__WORK INSTRUCTION__
Below are records to repeat exactly. Omit the pictures from the copy.

-- RECORDS follows --

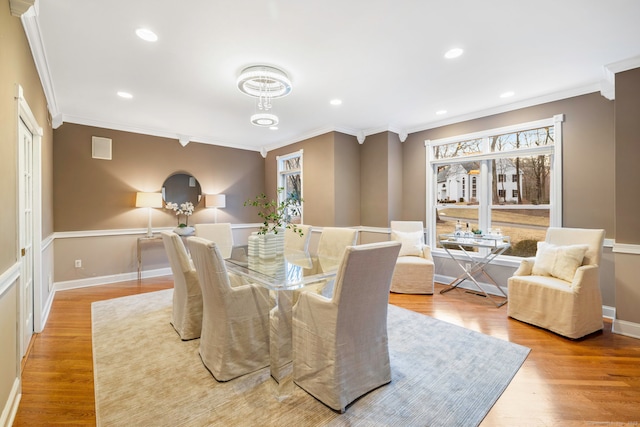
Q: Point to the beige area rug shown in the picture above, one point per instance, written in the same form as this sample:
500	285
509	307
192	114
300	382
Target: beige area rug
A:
442	375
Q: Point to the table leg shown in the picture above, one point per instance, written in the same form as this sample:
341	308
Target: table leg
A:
280	345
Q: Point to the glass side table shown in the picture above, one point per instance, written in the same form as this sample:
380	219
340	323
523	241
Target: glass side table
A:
495	246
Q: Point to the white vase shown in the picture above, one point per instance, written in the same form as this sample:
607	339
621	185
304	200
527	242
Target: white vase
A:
184	231
270	245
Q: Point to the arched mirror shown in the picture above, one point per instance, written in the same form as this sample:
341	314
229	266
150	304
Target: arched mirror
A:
180	188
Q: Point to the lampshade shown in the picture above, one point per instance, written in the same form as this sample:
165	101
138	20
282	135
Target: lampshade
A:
215	201
148	200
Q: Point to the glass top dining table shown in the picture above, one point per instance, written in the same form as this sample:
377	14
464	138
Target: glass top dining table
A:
283	275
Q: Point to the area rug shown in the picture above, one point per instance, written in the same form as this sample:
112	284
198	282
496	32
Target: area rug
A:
442	375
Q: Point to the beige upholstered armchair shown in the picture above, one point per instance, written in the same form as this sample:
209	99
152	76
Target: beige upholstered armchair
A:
221	234
293	241
235	329
340	345
186	317
559	289
414	268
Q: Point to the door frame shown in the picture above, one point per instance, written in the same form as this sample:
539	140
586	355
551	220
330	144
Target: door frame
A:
26	116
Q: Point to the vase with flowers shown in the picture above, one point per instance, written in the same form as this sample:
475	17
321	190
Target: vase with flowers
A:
183	209
268	241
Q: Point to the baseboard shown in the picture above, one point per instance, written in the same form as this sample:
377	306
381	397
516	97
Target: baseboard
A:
11	406
115	278
623	327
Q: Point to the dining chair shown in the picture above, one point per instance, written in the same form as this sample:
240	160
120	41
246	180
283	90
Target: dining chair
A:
186	316
235	321
220	233
340	344
559	288
414	268
294	241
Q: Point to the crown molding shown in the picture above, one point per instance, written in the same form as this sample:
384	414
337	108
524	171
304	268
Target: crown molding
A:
609	71
31	27
19	7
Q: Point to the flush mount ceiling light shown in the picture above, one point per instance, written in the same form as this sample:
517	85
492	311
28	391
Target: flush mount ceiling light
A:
453	53
264	120
264	83
146	35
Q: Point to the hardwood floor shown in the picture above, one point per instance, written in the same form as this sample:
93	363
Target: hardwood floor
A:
592	381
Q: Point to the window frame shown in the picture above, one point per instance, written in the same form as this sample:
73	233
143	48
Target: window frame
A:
484	188
282	175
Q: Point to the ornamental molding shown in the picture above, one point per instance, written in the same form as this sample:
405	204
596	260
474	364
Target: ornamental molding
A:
19	7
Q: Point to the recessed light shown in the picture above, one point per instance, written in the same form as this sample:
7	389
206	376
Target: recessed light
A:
146	34
453	53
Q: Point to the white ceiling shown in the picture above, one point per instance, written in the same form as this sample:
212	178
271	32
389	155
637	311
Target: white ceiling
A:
382	58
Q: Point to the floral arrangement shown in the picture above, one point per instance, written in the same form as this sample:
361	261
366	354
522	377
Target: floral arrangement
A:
185	209
275	215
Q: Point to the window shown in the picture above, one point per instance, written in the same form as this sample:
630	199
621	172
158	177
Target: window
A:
290	179
514	177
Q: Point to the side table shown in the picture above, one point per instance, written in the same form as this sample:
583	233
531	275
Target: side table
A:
495	245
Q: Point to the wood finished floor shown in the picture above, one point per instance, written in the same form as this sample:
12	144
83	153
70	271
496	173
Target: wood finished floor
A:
593	381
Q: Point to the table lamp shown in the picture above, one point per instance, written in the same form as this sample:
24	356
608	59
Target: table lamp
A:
149	200
215	201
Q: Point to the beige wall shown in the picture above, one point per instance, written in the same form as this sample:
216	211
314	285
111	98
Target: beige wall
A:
330	178
627	194
16	68
95	194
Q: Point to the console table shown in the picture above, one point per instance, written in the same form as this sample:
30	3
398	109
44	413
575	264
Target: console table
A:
495	246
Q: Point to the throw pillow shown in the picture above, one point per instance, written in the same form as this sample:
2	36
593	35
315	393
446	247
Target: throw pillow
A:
412	242
558	261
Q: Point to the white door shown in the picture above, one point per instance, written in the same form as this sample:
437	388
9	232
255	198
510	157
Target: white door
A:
25	174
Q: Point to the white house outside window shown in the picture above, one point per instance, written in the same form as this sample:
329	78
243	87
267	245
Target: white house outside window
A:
522	207
290	179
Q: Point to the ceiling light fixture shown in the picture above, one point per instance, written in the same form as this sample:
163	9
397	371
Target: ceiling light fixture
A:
146	35
453	53
264	119
264	83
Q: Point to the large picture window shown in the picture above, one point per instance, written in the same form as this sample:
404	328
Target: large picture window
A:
290	179
522	207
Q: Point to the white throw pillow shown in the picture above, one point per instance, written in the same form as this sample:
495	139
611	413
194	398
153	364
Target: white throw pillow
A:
412	242
558	261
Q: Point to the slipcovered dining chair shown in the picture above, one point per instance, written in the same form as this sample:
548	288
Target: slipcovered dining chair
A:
294	241
331	246
235	328
221	234
340	344
414	268
186	316
559	288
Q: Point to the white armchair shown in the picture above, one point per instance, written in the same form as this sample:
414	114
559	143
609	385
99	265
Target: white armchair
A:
414	268
559	288
220	233
340	344
235	330
186	316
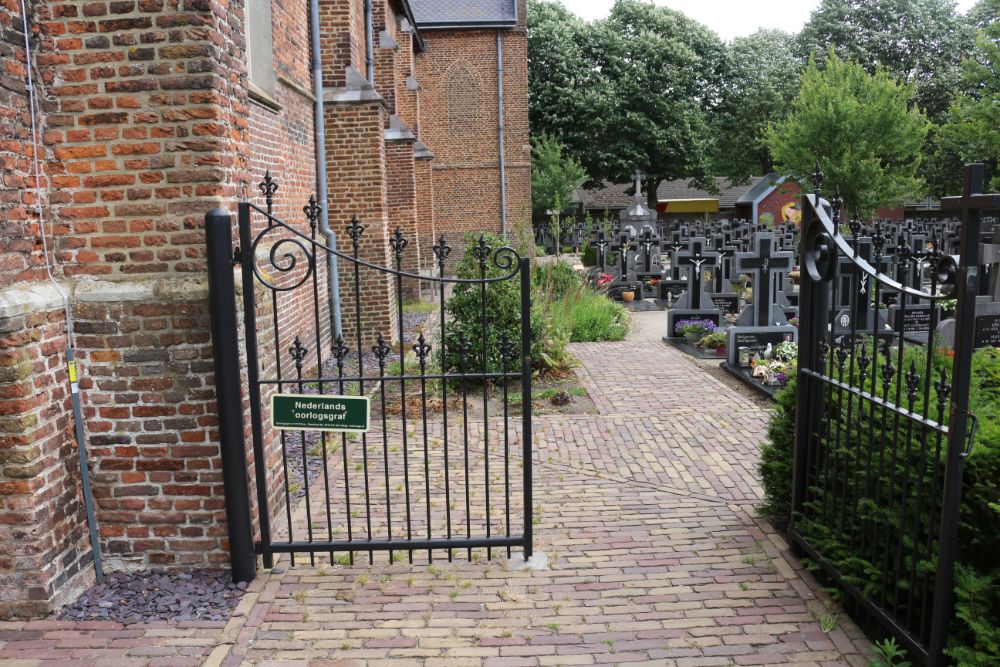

-- RECORDS concluded --

__RESULT OF THIS EXERCISE__
Q: Point to the beige area rug shown in the picture above, one point per instance, written in the same form as this sample:
500	285
509	307
192	114
300	382
Target: beige area rug
A:
442	375
Q: Point to the table leg shown in the picture above, one point per instance, written in the same form as this sample:
341	308
Target: table leg
A:
280	345
Q: Point to the glass side table shown in the picture above, one point per instance, written in the same form as this sample:
380	219
340	323
523	241
Target: glass side table
A:
495	246
Q: Point to the white vase shown in the picture above, one point per instance, written in the same form as this sample:
607	339
621	185
304	200
527	242
Target: white vase
A:
184	231
270	245
Q: Point to the arched mirror shown in the picture above, one point per instance, written in the same form as this sample:
341	314
229	266
150	304
Target: arched mirror
A:
180	188
Q: Point to the lampshade shown in the picture above, one point per instance, written in the same form as this sample:
165	101
138	20
282	135
Target: lampshade
A:
215	201
148	200
Q: Point to the glass top dining table shown in the picture above, one point per instance, written in the same form as this sample:
377	14
464	138
Target: glass top dining table
A:
283	275
Q: Point to the area rug shown in the picture above, one point per instance, written in the same form as this sample:
112	284
198	282
496	32
Target: area rug
A:
442	375
Q: Point to the beige upholstered armchair shown in the picture above, one point per instance, written in the same form as this sample:
209	99
152	76
Target: beige upholstered armchair
A:
221	234
293	241
235	329
340	345
186	317
559	289
414	268
Q: Point to the door frame shown in the picture above, one point per instance, written in the same form as this sample:
539	140
586	355
551	220
330	144
Target: door frame
A:
26	116
Q: Point to the vase with flowers shown in the picture above, one point per instance, written in the same form as this sample:
475	17
321	190
Target: vase with flowers
A:
183	209
268	241
Q: Point to the baseboard shown in the picture above, one point per instance, written in the same form as this sample:
377	306
381	397
516	97
Target: baseboard
A:
11	406
115	278
623	327
Q: Point to the dining chair shown in the picture above, one point per instance, written in the same form as this sample:
240	160
120	41
246	180
283	90
Target: dining chair
A:
186	316
235	321
220	233
340	344
559	288
414	268
294	241
Q: Point to the crown molding shown in the picture above, one point per instance, written in the same form as this sample:
384	414
337	108
524	171
304	268
Target: crown molding
A:
609	71
31	27
19	7
Q: Point to the flush mount ceiling light shown in the picture above, one point per instance, written in the same form as this sample:
517	85
492	311
28	391
Target: flush mount ceiling light
A:
453	53
264	120
264	83
146	35
Q: Point to the hardwood floor shown in the picture above, one point per instance, written in the same form as this sample:
93	363
Target: hardwood floor
A:
592	381
Q: Point to the window frame shown in the picture above, one point per instance, written in the same form as this sample:
73	233
143	48
Target: window frame
A:
484	188
282	175
Q: Point to the ornamental molding shown in the picture above, one point per instance, written in the same form as this sample:
405	204
596	260
474	364
Target: ornamental molding
A:
19	7
Q: Point to the recessed light shown in the picture above, one point per instance, written in the same form as this sample:
7	389
206	376
Target: recessed light
A:
146	34
453	53
Q: Point to the white ceiling shown in the picture above, one point per instance, written in the same form as this sample:
212	178
271	32
389	155
637	311
Target: white ceiling
A:
382	58
Q: Point to the floral arrangement shown in the picture above, one point per instance, written in the same form as this sample:
361	261
366	354
522	377
Target: floral arrangement
A:
185	209
275	215
Q: Point to the window shown in the picture above, one point per instance, written in the same form as this sample:
630	199
621	172
158	177
Target: window
A:
290	179
514	177
Q: Point to the side table shown in the picture above, one point per instance, written in the same form as this sample:
583	233
531	275
Target: side table
A:
495	245
Q: Point to the wood finished floor shown in the picture above, one point per instance, written in the same form as this sample:
12	144
83	153
70	271
496	173
Target: wood finished floor
A:
593	381
Q: Point to the table lamp shown in the picture above, one point per instance, written in the same form as this sample:
24	356
608	59
Target: table lamp
A:
149	200
215	201
Q: Point to the beige wall shown in the picture above, one point per instance, written in the same form as this sample:
216	211
314	285
111	98
Target: beige wall
A:
330	178
627	194
16	68
95	194
Q: Point to the console table shown in the picture above, one point per instance, written in the same form as this sample:
30	3
398	109
44	413
575	264
Target: console table
A:
495	246
Q: Point to the throw pillow shown in the picture above, one point per instance, written in the same form as this sample:
2	36
593	35
315	393
446	247
Target: throw pillow
A:
412	242
558	261
Q: Point to the white door shown in the picture above, one point per instance, written in the same form as this sample:
437	388
9	232
255	198
510	157
Target: white door
A:
25	174
Q: Point to the white house outside window shown in the picture above, one point per instance, written in the same form as this sample:
329	78
243	87
267	245
Target: white house outside window
A:
522	207
290	179
Q: Point to the ceiling light fixture shown in the picture above, one point per instance, written in the same form as this sample:
163	9
397	371
Target: ceiling light fixture
A:
146	35
453	53
264	119
264	83
Q: Point to the large picture window shown in the picture above, one point per instance, written in the same form as this sample:
404	328
Target: large picture window
A:
290	179
522	207
Q: Point to the white throw pillow shown in the picture above, one point per instance, written in the same form as this sample:
495	139
611	413
194	398
153	364
Target: white throw pillow
A:
412	242
558	261
Q: Point to the slipcovered dining chair shown in the picture above, one point per instance, written in the same form as this sample:
548	288
Target: slipcovered dining chair
A:
294	241
331	246
235	328
221	234
340	344
414	268
186	316
559	288
Q: Point to the white armchair shown in the picture above, one point per instance, written in the same form as this sample:
414	114
559	143
609	385
99	265
Target: white armchair
A:
414	268
559	288
220	233
340	344
235	330
186	316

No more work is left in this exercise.